__REQUIRED ACTIONS__.
1. Print the stretch of the passage on medieval Jewish philosophy from "The influence of Christian" through "their Christian masters.".
2. Using the passage on medieval Jewish philosophy, answer yes or no to each statement and quote the words that decide it. (a) Samuel ibn Tibbon remarked that the philosophical sciences were more widely known among Muslims than among Christians. (b) Isaac Albalag wrote a commentary in Hebrew on the "Intentions of the Philosophers." (c) Jewish philosophers in Spain and the south of France generally refrained from citing Christian thinkers by name.

The influence of Maimonides' contemporary Averroes, many of whose commentaries and treatises were translated into Hebrew, was second only to that of Maimonides. Indeed, it may be argued that for philosophers, as distinct from the general reading public, it often came first. In certain cases, commentators on the Guide tend, in spite of the frequent divergences between the two philosophers, to quote Averroes's opinions in order to clarify those of Maimonides.
The influence of Christian scholastic thought on Jewish philosophy was in very many cases not openly acknowledged in the period beginning with the thirteenth century, but it seems to have been of great significance. Samuel ibn Tibbon, one of the translators of the Guide into Hebrew and a philosopher in his own right, remarked on the fact that the philosophical sciences were more widely known among Christians than among Muslims. Somewhat later, at the end of the thirteenth century and after, Jewish scholars in Italy (Hillel of Verona and others) translated into Hebrew texts of Thomas Aquinas and other Scholastics; not infrequently, although by no means always, some of them acknowledged the debt they owed their Christian masters.
In Spain and in the south of France a different convention seems to have prevailed up to the second half of the fifteenth century. Whereas Jewish philosophers of these countries felt no reluctance about referring by name to Greek, Arabic, and of course other Jewish philosophers, as a rule they refrained from citing Christian thinkers whose views had, in all probability, influenced them. In the case of certain Jewish thinkers this absence of reference to the Christian Scholastics served to disguise the fact that in many essentials they were representative of the philosophical trends, such as Latin Averroism, that were current among the Christian Scholastics of their time.
Quite evident is the resemblance between certain views professed by the Latin Averroists and the parallel opinions of Isaac Albalag, a Jewish philosopher who lived in the second half of the thirteenth century, probably in Catalonia, Spain, and who wrote a commentary in Hebrew on the "Intentions of the Philosophers," an exposition of Avicenna's doctrine written by the Muslim philosopher Mohammad al-Ghazali. No serious attempt at interpreting Albalag's assertion that both the teachings of the Bible and the truths demonstrated by reason must be believed even if they are contradictory can fail to pose the question whether some historical connections exists between this view and the Latin Averroist doctrine that there are two sets of truths, the religious and the philosophical, and that these are not necessarily in accord.
In most other points Albalag was a consistent follower of the system of Averroes himself (although a few of Albalag's doctrines appear to be in closer accord with Ibn Sīnā). This philosophical position may be exemplified by his rejection of the view that the world was created in time. He professed, it is true, to believe in what he called "absolute creation in time." However, this expression merely signifies that at any given moment the continued existence of the world depends on God's existence, an opinion which is essentially in harmony with Averroes.

__DATASET RECORDS__.
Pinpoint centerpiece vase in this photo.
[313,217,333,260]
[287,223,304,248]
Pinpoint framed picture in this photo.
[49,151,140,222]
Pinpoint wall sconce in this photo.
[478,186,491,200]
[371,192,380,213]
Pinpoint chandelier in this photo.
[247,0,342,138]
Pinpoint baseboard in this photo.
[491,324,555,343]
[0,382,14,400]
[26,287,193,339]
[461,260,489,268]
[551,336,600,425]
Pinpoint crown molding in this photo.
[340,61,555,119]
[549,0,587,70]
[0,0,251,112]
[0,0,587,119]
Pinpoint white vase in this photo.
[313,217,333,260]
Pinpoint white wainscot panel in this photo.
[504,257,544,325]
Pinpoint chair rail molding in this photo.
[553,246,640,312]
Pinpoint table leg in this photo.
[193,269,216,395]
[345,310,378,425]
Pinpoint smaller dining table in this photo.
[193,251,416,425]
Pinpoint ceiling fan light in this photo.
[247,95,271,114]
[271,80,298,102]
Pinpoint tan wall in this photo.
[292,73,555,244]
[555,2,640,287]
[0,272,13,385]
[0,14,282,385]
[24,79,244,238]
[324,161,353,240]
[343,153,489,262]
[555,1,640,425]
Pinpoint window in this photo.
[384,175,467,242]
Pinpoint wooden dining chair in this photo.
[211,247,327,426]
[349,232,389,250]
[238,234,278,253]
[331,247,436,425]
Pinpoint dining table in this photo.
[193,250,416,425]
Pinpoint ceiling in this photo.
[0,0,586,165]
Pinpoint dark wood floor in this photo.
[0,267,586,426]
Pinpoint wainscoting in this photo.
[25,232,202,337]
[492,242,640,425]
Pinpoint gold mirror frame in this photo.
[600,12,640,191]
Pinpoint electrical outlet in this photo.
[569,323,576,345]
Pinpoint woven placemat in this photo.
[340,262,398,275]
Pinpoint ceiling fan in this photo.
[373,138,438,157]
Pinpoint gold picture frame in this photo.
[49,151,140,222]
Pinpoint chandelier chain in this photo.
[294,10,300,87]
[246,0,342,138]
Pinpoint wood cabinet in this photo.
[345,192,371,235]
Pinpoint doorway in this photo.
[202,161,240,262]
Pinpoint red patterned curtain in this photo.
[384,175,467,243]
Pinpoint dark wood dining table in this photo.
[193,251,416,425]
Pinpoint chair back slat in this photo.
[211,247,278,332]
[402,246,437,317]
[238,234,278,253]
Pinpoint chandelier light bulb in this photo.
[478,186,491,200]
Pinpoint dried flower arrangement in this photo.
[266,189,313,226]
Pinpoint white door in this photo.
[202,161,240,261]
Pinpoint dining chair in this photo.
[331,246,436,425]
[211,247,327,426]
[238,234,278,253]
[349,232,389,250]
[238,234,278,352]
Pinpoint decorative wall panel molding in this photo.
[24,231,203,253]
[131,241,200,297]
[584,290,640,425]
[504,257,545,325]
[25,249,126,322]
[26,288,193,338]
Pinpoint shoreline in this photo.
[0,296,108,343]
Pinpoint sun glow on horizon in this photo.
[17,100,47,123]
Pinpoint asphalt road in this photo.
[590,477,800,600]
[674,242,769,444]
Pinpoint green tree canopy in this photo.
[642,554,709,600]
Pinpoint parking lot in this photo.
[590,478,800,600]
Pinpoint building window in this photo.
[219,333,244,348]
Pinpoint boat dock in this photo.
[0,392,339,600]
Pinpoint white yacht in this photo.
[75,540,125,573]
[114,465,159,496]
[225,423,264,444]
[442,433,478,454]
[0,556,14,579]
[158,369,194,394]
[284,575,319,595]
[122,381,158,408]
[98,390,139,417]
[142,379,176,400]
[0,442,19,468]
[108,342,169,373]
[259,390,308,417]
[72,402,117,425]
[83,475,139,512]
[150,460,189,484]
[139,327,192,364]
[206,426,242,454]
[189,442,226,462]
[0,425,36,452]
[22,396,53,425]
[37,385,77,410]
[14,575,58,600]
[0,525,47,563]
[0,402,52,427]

__TASK-BY-TASK RESULTS__.
1.
The influence of Christian scholastic thought on Jewish philosophy was in very many cases not openly acknowledged in the period beginning with the thirteenth century, but it seems to have been of great significance. Samuel ibn Tibbon, one of the translators of the Guide into Hebrew and a philosopher in his own right, remarked on the fact that the philosophical sciences were more widely known among Christians than among Muslims. Somewhat later, at the end of the thirteenth century and after, Jewish scholars in Italy (Hillel of Verona and others) translated into Hebrew texts of Thomas Aquinas and other Scholastics; not infrequently, although by no means always, some of them acknowledged the debt they owed their Christian masters.

2.
(a) No: "the philosophical sciences were more widely known among Christians than among Muslims."
(b) Yes: "wrote a commentary in Hebrew on the "Intentions of the Philosophers,""
(c) Yes: "as a rule they refrained from citing Christian thinkers whose views had, in all probability, influenced them."